━━ MATERIAL SUPPLIED ━━

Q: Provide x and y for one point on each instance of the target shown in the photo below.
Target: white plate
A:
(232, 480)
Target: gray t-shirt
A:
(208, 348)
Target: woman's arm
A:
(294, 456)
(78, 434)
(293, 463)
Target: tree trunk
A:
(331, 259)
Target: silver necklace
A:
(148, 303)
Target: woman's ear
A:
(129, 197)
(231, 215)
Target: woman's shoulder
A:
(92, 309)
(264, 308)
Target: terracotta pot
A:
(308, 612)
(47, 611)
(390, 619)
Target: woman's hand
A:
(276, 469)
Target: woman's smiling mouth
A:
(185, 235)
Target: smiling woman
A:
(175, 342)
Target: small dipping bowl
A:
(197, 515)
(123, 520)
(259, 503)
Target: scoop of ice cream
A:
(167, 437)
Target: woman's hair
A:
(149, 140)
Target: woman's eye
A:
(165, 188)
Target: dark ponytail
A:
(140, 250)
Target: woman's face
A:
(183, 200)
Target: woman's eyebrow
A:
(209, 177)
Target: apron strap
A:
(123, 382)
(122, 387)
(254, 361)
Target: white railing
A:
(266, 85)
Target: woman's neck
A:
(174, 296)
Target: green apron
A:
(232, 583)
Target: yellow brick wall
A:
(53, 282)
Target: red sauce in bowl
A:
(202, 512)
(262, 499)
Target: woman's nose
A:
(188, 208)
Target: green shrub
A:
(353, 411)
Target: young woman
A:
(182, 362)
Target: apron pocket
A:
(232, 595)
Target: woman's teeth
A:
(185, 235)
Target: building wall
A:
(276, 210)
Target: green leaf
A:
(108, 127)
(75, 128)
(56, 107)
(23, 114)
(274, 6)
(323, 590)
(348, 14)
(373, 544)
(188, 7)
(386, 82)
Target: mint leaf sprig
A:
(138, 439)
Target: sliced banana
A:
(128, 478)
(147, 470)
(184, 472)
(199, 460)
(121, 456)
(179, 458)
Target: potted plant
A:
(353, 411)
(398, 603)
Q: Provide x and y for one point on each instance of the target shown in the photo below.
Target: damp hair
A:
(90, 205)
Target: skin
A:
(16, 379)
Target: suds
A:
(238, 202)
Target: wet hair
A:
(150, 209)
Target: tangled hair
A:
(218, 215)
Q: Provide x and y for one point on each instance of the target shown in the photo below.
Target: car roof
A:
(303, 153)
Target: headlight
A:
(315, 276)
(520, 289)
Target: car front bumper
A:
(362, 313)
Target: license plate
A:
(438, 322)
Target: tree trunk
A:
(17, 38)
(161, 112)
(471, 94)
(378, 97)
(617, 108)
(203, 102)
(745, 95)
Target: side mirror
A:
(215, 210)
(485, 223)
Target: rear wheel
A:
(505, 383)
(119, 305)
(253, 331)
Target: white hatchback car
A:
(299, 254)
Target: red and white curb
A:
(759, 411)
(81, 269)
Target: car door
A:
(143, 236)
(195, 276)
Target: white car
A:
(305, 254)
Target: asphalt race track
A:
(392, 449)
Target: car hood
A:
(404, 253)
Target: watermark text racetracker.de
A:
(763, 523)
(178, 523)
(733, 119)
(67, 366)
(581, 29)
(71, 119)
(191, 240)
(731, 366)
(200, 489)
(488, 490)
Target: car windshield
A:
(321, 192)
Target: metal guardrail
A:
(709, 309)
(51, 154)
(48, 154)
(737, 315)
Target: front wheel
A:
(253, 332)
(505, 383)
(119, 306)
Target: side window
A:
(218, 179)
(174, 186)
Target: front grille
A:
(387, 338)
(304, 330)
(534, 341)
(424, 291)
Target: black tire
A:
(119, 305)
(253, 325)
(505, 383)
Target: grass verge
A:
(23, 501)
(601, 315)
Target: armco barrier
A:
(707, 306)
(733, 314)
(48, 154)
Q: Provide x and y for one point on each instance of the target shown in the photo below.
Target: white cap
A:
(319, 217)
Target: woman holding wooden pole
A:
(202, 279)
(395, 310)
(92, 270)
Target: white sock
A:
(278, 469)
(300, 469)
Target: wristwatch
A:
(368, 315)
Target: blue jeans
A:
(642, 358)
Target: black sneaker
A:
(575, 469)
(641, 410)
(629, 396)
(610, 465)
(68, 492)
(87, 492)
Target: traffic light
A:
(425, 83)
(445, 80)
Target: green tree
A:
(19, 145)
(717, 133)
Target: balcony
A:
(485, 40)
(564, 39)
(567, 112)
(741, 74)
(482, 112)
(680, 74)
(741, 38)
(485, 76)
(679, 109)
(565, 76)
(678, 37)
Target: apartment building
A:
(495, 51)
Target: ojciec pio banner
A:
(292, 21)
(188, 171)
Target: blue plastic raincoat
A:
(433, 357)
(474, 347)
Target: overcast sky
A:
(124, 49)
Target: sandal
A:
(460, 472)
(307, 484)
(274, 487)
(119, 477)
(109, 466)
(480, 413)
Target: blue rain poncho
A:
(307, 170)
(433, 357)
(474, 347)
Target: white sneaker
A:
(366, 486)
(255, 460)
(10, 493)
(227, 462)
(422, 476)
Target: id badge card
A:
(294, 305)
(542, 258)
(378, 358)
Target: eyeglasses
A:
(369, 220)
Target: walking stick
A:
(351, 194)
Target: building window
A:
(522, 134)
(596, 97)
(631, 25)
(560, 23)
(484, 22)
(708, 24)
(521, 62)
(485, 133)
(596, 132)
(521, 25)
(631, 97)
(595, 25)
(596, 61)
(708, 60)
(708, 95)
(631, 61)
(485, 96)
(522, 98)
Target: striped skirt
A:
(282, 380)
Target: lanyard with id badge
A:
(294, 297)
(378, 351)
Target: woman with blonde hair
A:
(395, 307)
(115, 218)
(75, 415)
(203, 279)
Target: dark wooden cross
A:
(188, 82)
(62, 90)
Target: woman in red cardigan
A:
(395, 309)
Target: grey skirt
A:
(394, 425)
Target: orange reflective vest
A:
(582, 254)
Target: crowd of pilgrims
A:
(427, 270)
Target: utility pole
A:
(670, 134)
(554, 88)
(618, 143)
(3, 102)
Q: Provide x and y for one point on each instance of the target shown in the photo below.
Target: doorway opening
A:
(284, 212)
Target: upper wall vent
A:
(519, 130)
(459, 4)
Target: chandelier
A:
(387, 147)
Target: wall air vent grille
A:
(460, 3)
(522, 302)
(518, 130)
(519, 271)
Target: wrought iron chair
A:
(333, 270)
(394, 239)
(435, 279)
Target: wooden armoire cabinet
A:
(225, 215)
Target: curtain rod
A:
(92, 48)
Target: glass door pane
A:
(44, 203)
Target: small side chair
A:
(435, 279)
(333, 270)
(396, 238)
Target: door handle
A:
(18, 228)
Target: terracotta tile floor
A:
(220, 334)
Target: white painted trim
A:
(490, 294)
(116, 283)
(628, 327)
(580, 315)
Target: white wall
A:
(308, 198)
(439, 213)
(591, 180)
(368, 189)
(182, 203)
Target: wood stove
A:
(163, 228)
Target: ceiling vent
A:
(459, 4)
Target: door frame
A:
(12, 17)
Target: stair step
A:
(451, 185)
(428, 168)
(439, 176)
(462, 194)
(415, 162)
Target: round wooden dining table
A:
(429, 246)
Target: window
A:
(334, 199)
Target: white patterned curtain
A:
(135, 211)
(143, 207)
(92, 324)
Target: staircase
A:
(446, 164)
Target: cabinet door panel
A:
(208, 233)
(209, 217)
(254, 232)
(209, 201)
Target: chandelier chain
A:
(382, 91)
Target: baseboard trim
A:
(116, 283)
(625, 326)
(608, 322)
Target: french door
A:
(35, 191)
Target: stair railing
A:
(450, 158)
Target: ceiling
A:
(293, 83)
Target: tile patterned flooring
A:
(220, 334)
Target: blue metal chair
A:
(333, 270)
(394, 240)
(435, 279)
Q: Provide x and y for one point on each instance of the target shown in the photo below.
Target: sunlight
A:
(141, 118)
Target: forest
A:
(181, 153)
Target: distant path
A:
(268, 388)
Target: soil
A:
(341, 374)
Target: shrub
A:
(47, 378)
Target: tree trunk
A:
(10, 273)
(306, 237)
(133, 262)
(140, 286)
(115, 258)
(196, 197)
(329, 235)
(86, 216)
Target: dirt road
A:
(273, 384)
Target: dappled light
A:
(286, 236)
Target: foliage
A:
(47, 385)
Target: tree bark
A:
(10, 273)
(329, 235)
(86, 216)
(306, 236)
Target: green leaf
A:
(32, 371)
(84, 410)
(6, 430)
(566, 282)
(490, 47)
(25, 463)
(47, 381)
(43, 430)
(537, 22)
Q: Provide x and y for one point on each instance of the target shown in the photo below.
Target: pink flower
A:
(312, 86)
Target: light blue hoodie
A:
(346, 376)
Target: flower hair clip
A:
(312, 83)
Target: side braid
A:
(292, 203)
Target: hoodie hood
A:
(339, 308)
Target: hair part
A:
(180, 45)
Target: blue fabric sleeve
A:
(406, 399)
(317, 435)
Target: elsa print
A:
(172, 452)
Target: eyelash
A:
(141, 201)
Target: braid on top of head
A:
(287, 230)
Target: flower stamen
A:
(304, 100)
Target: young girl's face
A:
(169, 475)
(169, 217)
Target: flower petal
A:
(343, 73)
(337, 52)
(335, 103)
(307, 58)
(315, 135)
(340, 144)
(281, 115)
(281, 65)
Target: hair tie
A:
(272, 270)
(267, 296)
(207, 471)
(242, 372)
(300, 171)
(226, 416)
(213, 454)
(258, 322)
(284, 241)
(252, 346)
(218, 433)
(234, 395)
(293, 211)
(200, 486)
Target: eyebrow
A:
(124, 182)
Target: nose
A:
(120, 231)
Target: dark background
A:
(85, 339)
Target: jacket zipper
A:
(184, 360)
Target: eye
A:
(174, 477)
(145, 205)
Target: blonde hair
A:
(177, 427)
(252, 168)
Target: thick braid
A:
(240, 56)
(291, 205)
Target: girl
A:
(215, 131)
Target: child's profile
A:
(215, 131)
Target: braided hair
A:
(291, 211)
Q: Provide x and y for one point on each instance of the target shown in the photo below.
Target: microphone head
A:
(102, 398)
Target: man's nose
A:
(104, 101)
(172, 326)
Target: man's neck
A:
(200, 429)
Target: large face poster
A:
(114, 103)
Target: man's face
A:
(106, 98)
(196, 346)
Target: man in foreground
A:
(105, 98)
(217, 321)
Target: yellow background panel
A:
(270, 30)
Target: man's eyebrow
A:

━━━

__WHAT THE TASK REQUIRES__
The entries above hold the needed span. Transcribe exactly the lines from the one with "Target: armco barrier" to the one with "Target: building window", both included.

__RESPONSE TO THE EXERCISE__
Target: armco barrier
A:
(707, 306)
(733, 314)
(48, 154)
Q: Provide x and y for one point on each instance of the target shown in the photo below.
Target: white cap
A:
(319, 217)
Target: woman holding wooden pole
A:
(202, 279)
(395, 310)
(92, 270)
Target: white sock
A:
(278, 469)
(300, 469)
Target: wristwatch
A:
(368, 315)
Target: blue jeans
A:
(642, 358)
Target: black sneaker
A:
(575, 469)
(641, 410)
(629, 396)
(610, 465)
(68, 492)
(87, 492)
Target: traffic light
A:
(425, 83)
(445, 80)
Target: green tree
A:
(19, 145)
(717, 133)
Target: balcony
A:
(485, 40)
(564, 39)
(567, 112)
(741, 74)
(482, 112)
(680, 74)
(741, 38)
(485, 76)
(679, 109)
(565, 76)
(678, 37)
Target: apartment building
A:
(495, 51)
Target: ojciec pio banner
A:
(292, 21)
(188, 171)
Target: blue plastic raincoat
A:
(433, 357)
(474, 347)
Target: overcast sky
A:
(124, 49)
Target: sandal
A:
(460, 472)
(307, 484)
(274, 487)
(119, 477)
(109, 466)
(480, 413)
Target: blue rain poncho
A:
(307, 170)
(433, 357)
(474, 347)
Target: white sneaker
A:
(366, 486)
(255, 460)
(10, 493)
(227, 462)
(422, 476)
Target: id badge card
A:
(294, 305)
(542, 258)
(378, 358)
Target: eyeglasses
A:
(369, 220)
Target: walking stick
A:
(351, 194)
Target: building window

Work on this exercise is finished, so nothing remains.